• RECORDS SHOWN:
+ + +

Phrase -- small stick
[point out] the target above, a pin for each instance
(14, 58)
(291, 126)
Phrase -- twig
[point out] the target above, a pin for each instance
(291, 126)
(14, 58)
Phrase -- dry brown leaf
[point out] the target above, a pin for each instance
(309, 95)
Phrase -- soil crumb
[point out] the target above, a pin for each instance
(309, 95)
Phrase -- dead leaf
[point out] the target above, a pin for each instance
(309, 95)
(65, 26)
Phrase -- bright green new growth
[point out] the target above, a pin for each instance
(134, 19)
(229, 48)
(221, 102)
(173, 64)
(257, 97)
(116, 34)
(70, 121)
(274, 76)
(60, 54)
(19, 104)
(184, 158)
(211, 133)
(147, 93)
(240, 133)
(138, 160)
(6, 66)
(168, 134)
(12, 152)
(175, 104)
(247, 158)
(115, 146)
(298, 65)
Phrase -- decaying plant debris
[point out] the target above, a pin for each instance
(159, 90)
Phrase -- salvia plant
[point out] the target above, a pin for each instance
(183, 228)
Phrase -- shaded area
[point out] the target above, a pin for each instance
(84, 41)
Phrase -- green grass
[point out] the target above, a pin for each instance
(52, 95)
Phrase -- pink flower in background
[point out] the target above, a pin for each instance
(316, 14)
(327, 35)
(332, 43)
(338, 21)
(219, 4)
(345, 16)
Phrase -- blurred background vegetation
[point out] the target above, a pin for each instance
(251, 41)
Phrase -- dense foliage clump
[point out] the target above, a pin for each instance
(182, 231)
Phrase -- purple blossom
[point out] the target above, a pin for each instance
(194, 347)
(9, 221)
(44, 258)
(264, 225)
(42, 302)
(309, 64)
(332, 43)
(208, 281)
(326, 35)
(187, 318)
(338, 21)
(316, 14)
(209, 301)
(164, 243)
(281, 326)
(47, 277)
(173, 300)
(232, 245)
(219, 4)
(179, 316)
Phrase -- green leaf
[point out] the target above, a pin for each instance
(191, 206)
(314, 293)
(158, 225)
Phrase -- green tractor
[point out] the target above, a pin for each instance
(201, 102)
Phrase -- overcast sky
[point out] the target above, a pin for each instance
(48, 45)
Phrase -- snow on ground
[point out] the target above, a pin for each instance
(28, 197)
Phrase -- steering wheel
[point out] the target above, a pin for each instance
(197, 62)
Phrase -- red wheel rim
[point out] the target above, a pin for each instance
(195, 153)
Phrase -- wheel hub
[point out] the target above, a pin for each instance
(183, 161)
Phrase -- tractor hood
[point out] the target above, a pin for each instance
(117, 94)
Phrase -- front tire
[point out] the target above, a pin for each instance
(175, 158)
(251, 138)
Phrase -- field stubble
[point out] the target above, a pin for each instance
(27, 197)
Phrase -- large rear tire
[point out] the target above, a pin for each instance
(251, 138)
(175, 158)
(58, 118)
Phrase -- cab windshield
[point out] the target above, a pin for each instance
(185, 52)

+ + +

• WHAT THE TASK ASKS:
Your answer should hold every line of the entries that contains the string "leaf".

• RESPONSE TO THE EXERCISE:
Phrase -- dry brown leaf
Phrase -- dead leaf
Phrase -- green leaf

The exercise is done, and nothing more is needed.